[Passage for review — start]

Today, “Dale” from Kamloops lies in a coma, awaiting a liver
transplant that may never come. Because he doesn’t live in Vancouver,
the only transplant centre in the province, he and his family face
additional obstacles, claims Stephen Farmer, Victoria businessman, liver
transplant recipient, and President of HepCBC Hepatitis C Education and
Prevention Society. Farmer says Dale’s case is typical and illustrates
serious regional inequities in B.C.’s current organ transplant policy.
Getting tested for hepatitis C and treated quickly with one of the
improved new treatments is a patient’s best chance for long-term
survival. Liver transplant is an extremely expensive and painful last
resort, and many on B.C.’s long waiting list die before a liver becomes
available. To make it worse, people living outside Vancouver who need a
liver transplant are at a disadvantage, particularly if they lack family
and friends in the area.

[Passage for review — finish]
[Extracted material — start]

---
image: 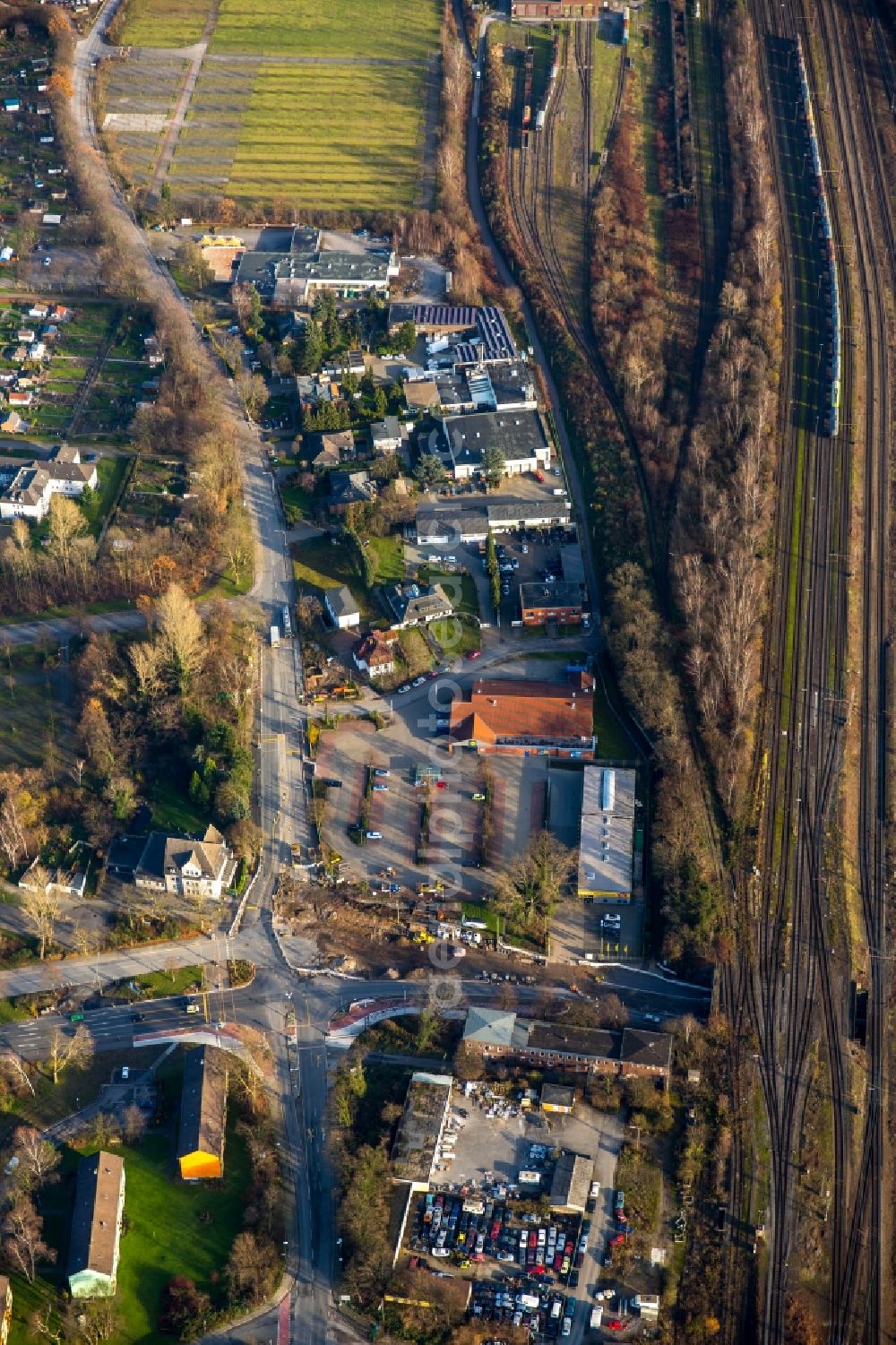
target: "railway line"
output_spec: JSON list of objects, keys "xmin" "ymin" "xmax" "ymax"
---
[
  {"xmin": 729, "ymin": 0, "xmax": 892, "ymax": 1345},
  {"xmin": 507, "ymin": 24, "xmax": 663, "ymax": 574},
  {"xmin": 799, "ymin": 0, "xmax": 896, "ymax": 1342}
]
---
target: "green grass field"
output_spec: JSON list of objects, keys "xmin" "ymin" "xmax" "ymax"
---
[
  {"xmin": 228, "ymin": 65, "xmax": 426, "ymax": 210},
  {"xmin": 117, "ymin": 0, "xmax": 211, "ymax": 47},
  {"xmin": 0, "ymin": 661, "xmax": 74, "ymax": 772},
  {"xmin": 210, "ymin": 0, "xmax": 438, "ymax": 61},
  {"xmin": 150, "ymin": 780, "xmax": 209, "ymax": 835}
]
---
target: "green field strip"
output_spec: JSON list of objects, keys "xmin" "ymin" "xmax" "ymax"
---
[
  {"xmin": 221, "ymin": 65, "xmax": 426, "ymax": 209},
  {"xmin": 590, "ymin": 32, "xmax": 623, "ymax": 157},
  {"xmin": 118, "ymin": 0, "xmax": 214, "ymax": 47},
  {"xmin": 207, "ymin": 0, "xmax": 441, "ymax": 61}
]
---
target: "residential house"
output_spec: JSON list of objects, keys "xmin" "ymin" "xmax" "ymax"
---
[
  {"xmin": 69, "ymin": 1149, "xmax": 125, "ymax": 1298},
  {"xmin": 107, "ymin": 826, "xmax": 233, "ymax": 901},
  {"xmin": 448, "ymin": 678, "xmax": 596, "ymax": 762},
  {"xmin": 324, "ymin": 583, "xmax": 360, "ymax": 631},
  {"xmin": 177, "ymin": 1047, "xmax": 228, "ymax": 1181},
  {"xmin": 301, "ymin": 429, "xmax": 355, "ymax": 470},
  {"xmin": 402, "ymin": 378, "xmax": 440, "ymax": 413},
  {"xmin": 383, "ymin": 583, "xmax": 455, "ymax": 631},
  {"xmin": 351, "ymin": 631, "xmax": 395, "ymax": 678},
  {"xmin": 464, "ymin": 1009, "xmax": 671, "ymax": 1084},
  {"xmin": 327, "ymin": 470, "xmax": 376, "ymax": 515},
  {"xmin": 0, "ymin": 444, "xmax": 99, "ymax": 522},
  {"xmin": 425, "ymin": 410, "xmax": 550, "ymax": 481},
  {"xmin": 370, "ymin": 416, "xmax": 403, "ymax": 453},
  {"xmin": 0, "ymin": 1275, "xmax": 13, "ymax": 1345},
  {"xmin": 520, "ymin": 582, "xmax": 582, "ymax": 625}
]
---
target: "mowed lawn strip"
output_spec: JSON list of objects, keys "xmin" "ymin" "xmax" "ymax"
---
[
  {"xmin": 228, "ymin": 66, "xmax": 426, "ymax": 209},
  {"xmin": 118, "ymin": 0, "xmax": 218, "ymax": 47},
  {"xmin": 210, "ymin": 0, "xmax": 440, "ymax": 61}
]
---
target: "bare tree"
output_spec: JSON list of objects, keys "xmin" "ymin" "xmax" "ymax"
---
[
  {"xmin": 47, "ymin": 1023, "xmax": 93, "ymax": 1084},
  {"xmin": 128, "ymin": 640, "xmax": 163, "ymax": 701},
  {"xmin": 29, "ymin": 1303, "xmax": 66, "ymax": 1345},
  {"xmin": 66, "ymin": 1298, "xmax": 120, "ymax": 1345},
  {"xmin": 22, "ymin": 865, "xmax": 62, "ymax": 961},
  {"xmin": 0, "ymin": 1050, "xmax": 34, "ymax": 1098},
  {"xmin": 13, "ymin": 1125, "xmax": 62, "ymax": 1190},
  {"xmin": 47, "ymin": 495, "xmax": 88, "ymax": 570},
  {"xmin": 121, "ymin": 1103, "xmax": 147, "ymax": 1144},
  {"xmin": 156, "ymin": 583, "xmax": 206, "ymax": 690},
  {"xmin": 3, "ymin": 1190, "xmax": 56, "ymax": 1284}
]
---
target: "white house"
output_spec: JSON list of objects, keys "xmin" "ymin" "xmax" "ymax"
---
[
  {"xmin": 0, "ymin": 446, "xmax": 99, "ymax": 523},
  {"xmin": 370, "ymin": 416, "xmax": 401, "ymax": 453},
  {"xmin": 324, "ymin": 583, "xmax": 360, "ymax": 631}
]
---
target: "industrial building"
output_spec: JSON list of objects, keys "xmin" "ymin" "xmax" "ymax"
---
[
  {"xmin": 464, "ymin": 1009, "xmax": 671, "ymax": 1081},
  {"xmin": 236, "ymin": 228, "xmax": 400, "ymax": 308},
  {"xmin": 550, "ymin": 1152, "xmax": 595, "ymax": 1214},
  {"xmin": 520, "ymin": 581, "xmax": 584, "ymax": 625},
  {"xmin": 577, "ymin": 765, "xmax": 635, "ymax": 902},
  {"xmin": 392, "ymin": 1072, "xmax": 452, "ymax": 1192},
  {"xmin": 448, "ymin": 678, "xmax": 595, "ymax": 762}
]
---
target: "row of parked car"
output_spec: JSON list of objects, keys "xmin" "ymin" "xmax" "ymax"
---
[{"xmin": 470, "ymin": 1278, "xmax": 576, "ymax": 1338}]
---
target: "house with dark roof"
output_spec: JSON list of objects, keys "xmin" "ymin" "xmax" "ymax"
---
[
  {"xmin": 383, "ymin": 583, "xmax": 455, "ymax": 631},
  {"xmin": 520, "ymin": 581, "xmax": 584, "ymax": 625},
  {"xmin": 327, "ymin": 470, "xmax": 376, "ymax": 515},
  {"xmin": 370, "ymin": 416, "xmax": 402, "ymax": 453},
  {"xmin": 324, "ymin": 583, "xmax": 360, "ymax": 631},
  {"xmin": 0, "ymin": 444, "xmax": 99, "ymax": 523},
  {"xmin": 107, "ymin": 826, "xmax": 233, "ymax": 901},
  {"xmin": 177, "ymin": 1047, "xmax": 228, "ymax": 1181},
  {"xmin": 429, "ymin": 410, "xmax": 550, "ymax": 481},
  {"xmin": 464, "ymin": 1007, "xmax": 671, "ymax": 1080},
  {"xmin": 69, "ymin": 1149, "xmax": 125, "ymax": 1298},
  {"xmin": 351, "ymin": 631, "xmax": 395, "ymax": 678},
  {"xmin": 622, "ymin": 1028, "xmax": 671, "ymax": 1079},
  {"xmin": 448, "ymin": 678, "xmax": 596, "ymax": 762},
  {"xmin": 301, "ymin": 429, "xmax": 355, "ymax": 470},
  {"xmin": 550, "ymin": 1152, "xmax": 595, "ymax": 1214}
]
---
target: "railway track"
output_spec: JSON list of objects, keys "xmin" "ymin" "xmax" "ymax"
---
[
  {"xmin": 744, "ymin": 0, "xmax": 851, "ymax": 1342},
  {"xmin": 507, "ymin": 26, "xmax": 663, "ymax": 574},
  {"xmin": 799, "ymin": 0, "xmax": 896, "ymax": 1345},
  {"xmin": 745, "ymin": 0, "xmax": 892, "ymax": 1345}
]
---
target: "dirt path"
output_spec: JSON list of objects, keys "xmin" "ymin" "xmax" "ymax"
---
[{"xmin": 147, "ymin": 0, "xmax": 220, "ymax": 204}]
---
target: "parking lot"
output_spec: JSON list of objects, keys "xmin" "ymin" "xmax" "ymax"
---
[
  {"xmin": 408, "ymin": 1084, "xmax": 622, "ymax": 1341},
  {"xmin": 310, "ymin": 701, "xmax": 486, "ymax": 897}
]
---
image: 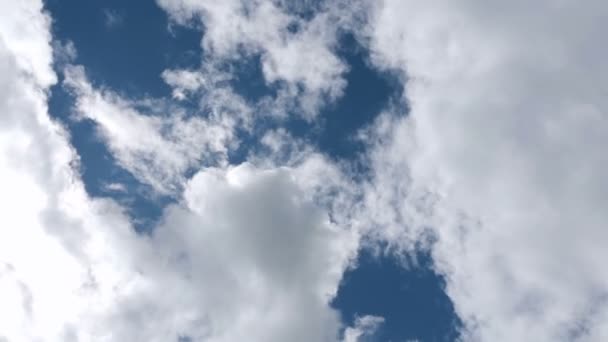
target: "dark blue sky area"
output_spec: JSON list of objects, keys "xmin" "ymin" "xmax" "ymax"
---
[{"xmin": 46, "ymin": 0, "xmax": 458, "ymax": 341}]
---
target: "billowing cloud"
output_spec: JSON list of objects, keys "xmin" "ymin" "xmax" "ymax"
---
[
  {"xmin": 0, "ymin": 1, "xmax": 358, "ymax": 342},
  {"xmin": 358, "ymin": 1, "xmax": 608, "ymax": 341},
  {"xmin": 344, "ymin": 315, "xmax": 384, "ymax": 342},
  {"xmin": 158, "ymin": 0, "xmax": 348, "ymax": 119},
  {"xmin": 0, "ymin": 0, "xmax": 608, "ymax": 342},
  {"xmin": 65, "ymin": 66, "xmax": 243, "ymax": 194}
]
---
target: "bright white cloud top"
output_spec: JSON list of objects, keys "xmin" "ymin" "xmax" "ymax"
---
[{"xmin": 0, "ymin": 0, "xmax": 608, "ymax": 342}]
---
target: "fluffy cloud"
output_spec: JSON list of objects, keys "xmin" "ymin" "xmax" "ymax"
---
[
  {"xmin": 158, "ymin": 0, "xmax": 347, "ymax": 119},
  {"xmin": 0, "ymin": 1, "xmax": 358, "ymax": 342},
  {"xmin": 344, "ymin": 316, "xmax": 384, "ymax": 342},
  {"xmin": 65, "ymin": 66, "xmax": 244, "ymax": 194},
  {"xmin": 363, "ymin": 1, "xmax": 608, "ymax": 341}
]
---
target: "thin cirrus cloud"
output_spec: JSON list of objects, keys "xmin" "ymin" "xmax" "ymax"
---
[{"xmin": 0, "ymin": 0, "xmax": 608, "ymax": 342}]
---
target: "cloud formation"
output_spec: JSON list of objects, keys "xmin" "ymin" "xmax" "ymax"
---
[
  {"xmin": 0, "ymin": 1, "xmax": 358, "ymax": 341},
  {"xmin": 0, "ymin": 0, "xmax": 608, "ymax": 342},
  {"xmin": 356, "ymin": 1, "xmax": 608, "ymax": 341}
]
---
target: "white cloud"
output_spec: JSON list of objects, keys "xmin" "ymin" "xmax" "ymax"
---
[
  {"xmin": 0, "ymin": 2, "xmax": 358, "ymax": 342},
  {"xmin": 65, "ymin": 66, "xmax": 239, "ymax": 194},
  {"xmin": 356, "ymin": 1, "xmax": 608, "ymax": 341},
  {"xmin": 344, "ymin": 315, "xmax": 384, "ymax": 342},
  {"xmin": 158, "ymin": 0, "xmax": 347, "ymax": 119}
]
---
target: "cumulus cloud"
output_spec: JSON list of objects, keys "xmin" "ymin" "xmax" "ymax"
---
[
  {"xmin": 344, "ymin": 315, "xmax": 384, "ymax": 342},
  {"xmin": 65, "ymin": 66, "xmax": 241, "ymax": 194},
  {"xmin": 5, "ymin": 0, "xmax": 608, "ymax": 342},
  {"xmin": 354, "ymin": 1, "xmax": 608, "ymax": 341},
  {"xmin": 0, "ymin": 1, "xmax": 358, "ymax": 341},
  {"xmin": 158, "ymin": 0, "xmax": 347, "ymax": 119}
]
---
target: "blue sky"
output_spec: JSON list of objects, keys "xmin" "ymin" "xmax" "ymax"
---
[
  {"xmin": 47, "ymin": 0, "xmax": 458, "ymax": 341},
  {"xmin": 0, "ymin": 0, "xmax": 608, "ymax": 342}
]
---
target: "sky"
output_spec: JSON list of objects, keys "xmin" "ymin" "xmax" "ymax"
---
[{"xmin": 0, "ymin": 0, "xmax": 608, "ymax": 342}]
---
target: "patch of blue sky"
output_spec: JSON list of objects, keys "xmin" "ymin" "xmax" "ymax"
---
[{"xmin": 46, "ymin": 0, "xmax": 460, "ymax": 341}]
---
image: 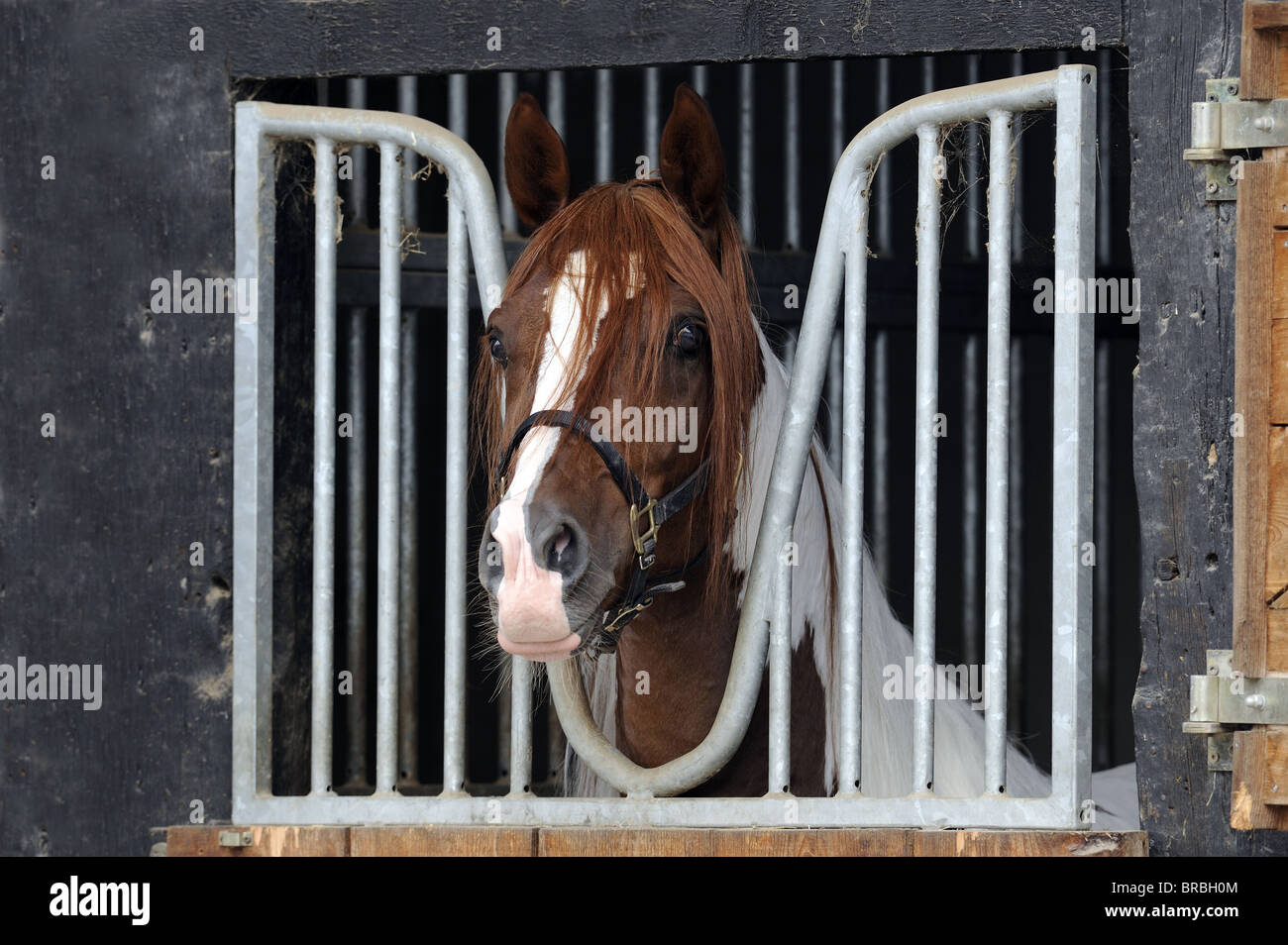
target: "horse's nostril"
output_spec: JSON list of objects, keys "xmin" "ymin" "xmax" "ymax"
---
[
  {"xmin": 546, "ymin": 525, "xmax": 577, "ymax": 571},
  {"xmin": 541, "ymin": 521, "xmax": 587, "ymax": 580}
]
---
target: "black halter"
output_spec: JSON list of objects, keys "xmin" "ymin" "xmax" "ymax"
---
[{"xmin": 496, "ymin": 411, "xmax": 711, "ymax": 656}]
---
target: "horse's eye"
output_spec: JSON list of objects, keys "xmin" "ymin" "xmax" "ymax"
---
[{"xmin": 671, "ymin": 322, "xmax": 705, "ymax": 354}]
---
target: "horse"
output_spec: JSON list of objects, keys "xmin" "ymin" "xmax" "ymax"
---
[{"xmin": 473, "ymin": 85, "xmax": 1138, "ymax": 823}]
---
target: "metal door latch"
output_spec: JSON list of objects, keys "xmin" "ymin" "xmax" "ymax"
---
[
  {"xmin": 1181, "ymin": 650, "xmax": 1288, "ymax": 772},
  {"xmin": 1181, "ymin": 76, "xmax": 1256, "ymax": 202}
]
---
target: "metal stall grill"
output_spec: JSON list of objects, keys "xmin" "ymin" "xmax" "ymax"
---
[{"xmin": 233, "ymin": 65, "xmax": 1096, "ymax": 826}]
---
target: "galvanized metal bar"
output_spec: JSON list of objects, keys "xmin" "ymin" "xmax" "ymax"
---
[
  {"xmin": 309, "ymin": 135, "xmax": 338, "ymax": 794},
  {"xmin": 1051, "ymin": 67, "xmax": 1096, "ymax": 824},
  {"xmin": 509, "ymin": 657, "xmax": 533, "ymax": 797},
  {"xmin": 398, "ymin": 76, "xmax": 417, "ymax": 229},
  {"xmin": 912, "ymin": 121, "xmax": 939, "ymax": 793},
  {"xmin": 447, "ymin": 72, "xmax": 471, "ymax": 141},
  {"xmin": 233, "ymin": 102, "xmax": 506, "ymax": 819},
  {"xmin": 239, "ymin": 102, "xmax": 509, "ymax": 307},
  {"xmin": 961, "ymin": 332, "xmax": 983, "ymax": 667},
  {"xmin": 398, "ymin": 309, "xmax": 420, "ymax": 783},
  {"xmin": 833, "ymin": 178, "xmax": 870, "ymax": 795},
  {"xmin": 832, "ymin": 59, "xmax": 845, "ymax": 163},
  {"xmin": 738, "ymin": 61, "xmax": 756, "ymax": 246},
  {"xmin": 443, "ymin": 202, "xmax": 471, "ymax": 795},
  {"xmin": 872, "ymin": 56, "xmax": 894, "ymax": 257},
  {"xmin": 984, "ymin": 109, "xmax": 1014, "ymax": 794},
  {"xmin": 691, "ymin": 65, "xmax": 707, "ymax": 98},
  {"xmin": 783, "ymin": 61, "xmax": 802, "ymax": 250},
  {"xmin": 398, "ymin": 76, "xmax": 420, "ymax": 785},
  {"xmin": 344, "ymin": 78, "xmax": 371, "ymax": 227},
  {"xmin": 344, "ymin": 309, "xmax": 371, "ymax": 787},
  {"xmin": 1096, "ymin": 49, "xmax": 1115, "ymax": 267},
  {"xmin": 1091, "ymin": 340, "xmax": 1115, "ymax": 769},
  {"xmin": 546, "ymin": 69, "xmax": 568, "ymax": 137},
  {"xmin": 870, "ymin": 332, "xmax": 892, "ymax": 580},
  {"xmin": 965, "ymin": 52, "xmax": 984, "ymax": 261},
  {"xmin": 496, "ymin": 72, "xmax": 519, "ymax": 233},
  {"xmin": 1012, "ymin": 52, "xmax": 1024, "ymax": 262},
  {"xmin": 644, "ymin": 65, "xmax": 662, "ymax": 170},
  {"xmin": 595, "ymin": 69, "xmax": 613, "ymax": 184},
  {"xmin": 548, "ymin": 65, "xmax": 1087, "ymax": 803},
  {"xmin": 1006, "ymin": 337, "xmax": 1027, "ymax": 726},
  {"xmin": 768, "ymin": 532, "xmax": 795, "ymax": 794},
  {"xmin": 376, "ymin": 142, "xmax": 402, "ymax": 793},
  {"xmin": 232, "ymin": 104, "xmax": 277, "ymax": 823},
  {"xmin": 827, "ymin": 330, "xmax": 845, "ymax": 475}
]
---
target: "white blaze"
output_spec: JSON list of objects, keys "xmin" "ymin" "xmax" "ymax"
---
[{"xmin": 492, "ymin": 251, "xmax": 606, "ymax": 656}]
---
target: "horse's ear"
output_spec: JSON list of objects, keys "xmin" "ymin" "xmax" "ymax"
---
[
  {"xmin": 660, "ymin": 82, "xmax": 725, "ymax": 229},
  {"xmin": 505, "ymin": 93, "xmax": 568, "ymax": 229}
]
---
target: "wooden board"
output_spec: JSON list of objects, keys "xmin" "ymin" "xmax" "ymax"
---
[
  {"xmin": 166, "ymin": 825, "xmax": 1147, "ymax": 856},
  {"xmin": 1231, "ymin": 727, "xmax": 1288, "ymax": 830}
]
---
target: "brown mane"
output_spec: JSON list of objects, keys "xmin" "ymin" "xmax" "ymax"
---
[{"xmin": 473, "ymin": 177, "xmax": 764, "ymax": 615}]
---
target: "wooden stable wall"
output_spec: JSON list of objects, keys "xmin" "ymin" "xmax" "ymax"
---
[
  {"xmin": 1231, "ymin": 0, "xmax": 1288, "ymax": 830},
  {"xmin": 1127, "ymin": 0, "xmax": 1288, "ymax": 855}
]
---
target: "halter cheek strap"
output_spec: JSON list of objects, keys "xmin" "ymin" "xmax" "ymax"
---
[{"xmin": 496, "ymin": 411, "xmax": 711, "ymax": 654}]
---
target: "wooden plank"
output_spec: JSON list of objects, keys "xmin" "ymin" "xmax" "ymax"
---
[
  {"xmin": 1266, "ymin": 610, "xmax": 1288, "ymax": 672},
  {"xmin": 1261, "ymin": 725, "xmax": 1288, "ymax": 804},
  {"xmin": 351, "ymin": 824, "xmax": 537, "ymax": 856},
  {"xmin": 1266, "ymin": 321, "xmax": 1288, "ymax": 426},
  {"xmin": 1233, "ymin": 160, "xmax": 1288, "ymax": 676},
  {"xmin": 1248, "ymin": 426, "xmax": 1288, "ymax": 602},
  {"xmin": 1239, "ymin": 0, "xmax": 1284, "ymax": 100},
  {"xmin": 166, "ymin": 824, "xmax": 349, "ymax": 856},
  {"xmin": 1231, "ymin": 727, "xmax": 1288, "ymax": 830},
  {"xmin": 956, "ymin": 830, "xmax": 1149, "ymax": 856},
  {"xmin": 540, "ymin": 826, "xmax": 1146, "ymax": 856}
]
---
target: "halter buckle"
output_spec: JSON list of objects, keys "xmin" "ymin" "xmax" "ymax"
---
[
  {"xmin": 600, "ymin": 594, "xmax": 653, "ymax": 633},
  {"xmin": 631, "ymin": 498, "xmax": 657, "ymax": 569}
]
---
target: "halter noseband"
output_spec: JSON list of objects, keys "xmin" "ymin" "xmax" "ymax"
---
[{"xmin": 496, "ymin": 411, "xmax": 711, "ymax": 656}]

[Extracted material — finish]

### Questions
1 - In the passage on B.C. liver transplants, which city has the province's only transplant centre?
2 - Extend the passage on B.C. liver transplants, picking up right after its last sentence.

### Results of the tasks
1 - Vancouver.

2 -
Dale, a 56-year old heavy-equipment operator from Kamloops, was
unknowingly infected with hepatitis C at birth, through a transfusion of
tainted blood. He found out he was infected when he donated blood in
1992. Dale was offered a year-long hepatitis C treatment in 2000 (with
Rebetron) which was terribly hard on his body, and which, unfortunately,
didn’t cure him, either. Dale had to stop working due to his disease in
2005, but was able to collect a small disability pension and received a
‘tainted blood’ settlement from the Canadian Blood Services in 2011.